### Exercise:
Copy the stretch of rows from the start through the line containing "264L192 261L184 259L179" word for word, including that line. Leave the picture out.
§ §
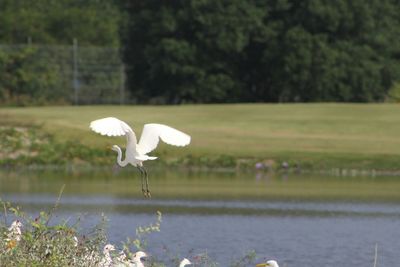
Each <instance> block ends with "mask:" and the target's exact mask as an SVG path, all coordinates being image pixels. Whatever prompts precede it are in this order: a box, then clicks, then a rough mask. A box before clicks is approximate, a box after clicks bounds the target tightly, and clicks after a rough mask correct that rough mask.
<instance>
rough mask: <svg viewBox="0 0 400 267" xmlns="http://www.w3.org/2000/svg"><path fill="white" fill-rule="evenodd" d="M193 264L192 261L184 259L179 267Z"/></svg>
mask: <svg viewBox="0 0 400 267" xmlns="http://www.w3.org/2000/svg"><path fill="white" fill-rule="evenodd" d="M189 264H192V263H191V262H190V260H188V259H186V258H184V259H183V260H182V261H181V262H180V263H179V267H185V266H186V265H189Z"/></svg>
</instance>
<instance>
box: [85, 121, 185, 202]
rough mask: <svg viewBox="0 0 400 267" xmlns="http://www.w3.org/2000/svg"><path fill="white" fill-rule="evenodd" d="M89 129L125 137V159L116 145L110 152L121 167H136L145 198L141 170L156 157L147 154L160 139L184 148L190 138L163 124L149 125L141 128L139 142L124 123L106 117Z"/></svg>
mask: <svg viewBox="0 0 400 267" xmlns="http://www.w3.org/2000/svg"><path fill="white" fill-rule="evenodd" d="M90 128H91V129H92V130H93V131H95V132H96V133H99V134H101V135H106V136H126V139H127V144H126V152H125V159H124V160H122V151H121V148H120V147H118V146H117V145H114V146H113V147H112V150H114V151H116V152H117V153H118V155H117V162H118V164H119V165H120V166H121V167H125V166H126V165H128V164H131V165H133V166H135V167H137V168H138V169H139V170H140V172H141V174H142V191H143V194H144V195H145V196H146V197H150V191H149V190H148V180H147V172H146V169H144V168H143V163H142V162H143V161H146V160H155V159H156V158H157V157H152V156H148V155H147V153H149V152H151V151H153V150H154V149H156V147H157V145H158V143H159V141H160V139H161V140H162V141H163V142H164V143H167V144H169V145H173V146H186V145H188V144H189V143H190V136H189V135H187V134H185V133H183V132H181V131H179V130H177V129H174V128H172V127H170V126H167V125H164V124H157V123H150V124H145V125H144V127H143V131H142V135H141V137H140V140H139V142H137V138H136V135H135V133H134V132H133V130H132V128H131V127H130V126H129V125H128V124H126V123H125V122H123V121H121V120H119V119H117V118H114V117H108V118H103V119H99V120H95V121H92V122H91V123H90ZM143 176H144V177H145V178H146V190H145V189H144V188H143Z"/></svg>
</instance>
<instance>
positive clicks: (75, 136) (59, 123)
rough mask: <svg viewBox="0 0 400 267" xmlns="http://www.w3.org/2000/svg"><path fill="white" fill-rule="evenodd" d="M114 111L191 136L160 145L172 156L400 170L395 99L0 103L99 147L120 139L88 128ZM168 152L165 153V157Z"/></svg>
mask: <svg viewBox="0 0 400 267" xmlns="http://www.w3.org/2000/svg"><path fill="white" fill-rule="evenodd" d="M106 116H114V117H118V118H120V119H122V120H124V121H126V122H127V123H128V124H130V125H131V126H132V128H133V129H134V130H135V131H136V133H137V135H139V134H140V131H141V130H142V126H143V124H144V123H148V122H158V123H164V124H168V125H171V126H173V127H175V128H177V129H180V130H182V131H184V132H187V133H188V134H190V135H191V136H192V143H191V145H190V146H189V147H186V148H172V147H169V146H166V145H162V146H161V147H160V148H159V150H158V153H160V154H163V153H164V152H168V153H170V155H171V156H172V157H174V156H177V157H183V156H186V155H189V154H190V155H192V156H194V157H202V156H203V157H204V156H206V157H217V156H220V155H230V156H233V157H235V158H257V159H274V160H276V161H282V160H286V161H289V162H294V161H298V162H300V163H302V164H303V165H310V166H311V165H313V166H316V167H318V168H331V167H347V168H378V169H400V105H396V104H231V105H183V106H78V107H76V106H58V107H29V108H1V109H0V121H2V122H3V123H12V124H14V125H18V124H27V123H28V124H29V123H32V122H34V123H37V124H40V125H43V129H44V130H45V131H48V132H50V133H52V134H54V135H55V137H56V139H58V140H79V141H80V142H81V143H84V144H87V145H90V146H94V147H97V148H100V147H104V148H105V147H106V146H107V145H110V144H114V143H117V144H120V145H123V144H124V141H125V140H124V139H123V138H108V137H101V136H99V135H97V134H95V133H93V132H92V131H90V130H89V123H90V121H92V120H95V119H98V118H102V117H106ZM164 157H165V156H164Z"/></svg>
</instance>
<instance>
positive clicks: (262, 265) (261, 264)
mask: <svg viewBox="0 0 400 267" xmlns="http://www.w3.org/2000/svg"><path fill="white" fill-rule="evenodd" d="M256 267H279V265H278V263H277V262H276V261H274V260H270V261H267V262H265V263H259V264H257V265H256Z"/></svg>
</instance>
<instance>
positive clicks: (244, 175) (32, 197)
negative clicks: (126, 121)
§ §
### Exercise solution:
Each <instance> block ends with "mask:" and the target's exact mask as an SVG path, all coordinates being image pixels. Whatever prompts precede it are in this order: a box, then clicks, then a rough mask. A box before clicks is approximate, a box after clicks bounds the target tightly, and clicks after a rough mask correct that rough mask.
<instance>
rough mask: <svg viewBox="0 0 400 267" xmlns="http://www.w3.org/2000/svg"><path fill="white" fill-rule="evenodd" d="M193 264L192 261L184 259L179 267Z"/></svg>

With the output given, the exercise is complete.